__What the task asks__.
Repeat each entry in full, exactly.

__Records provided__.

------------------------------------

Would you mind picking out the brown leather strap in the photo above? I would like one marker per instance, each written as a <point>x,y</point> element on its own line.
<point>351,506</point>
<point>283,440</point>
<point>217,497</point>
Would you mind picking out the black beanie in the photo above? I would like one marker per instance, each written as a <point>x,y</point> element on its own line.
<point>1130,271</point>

------------------------------------

__Task output__.
Would you mind picking out the brown leather strap in the photo above? I would like one marker per instance, each written as a <point>x,y</point> element on its own line.
<point>351,506</point>
<point>283,440</point>
<point>217,497</point>
Would you mind picking out the black beanie in the photo above? I would like one marker per instance, each written as a <point>x,y</point> element on its own line.
<point>1130,271</point>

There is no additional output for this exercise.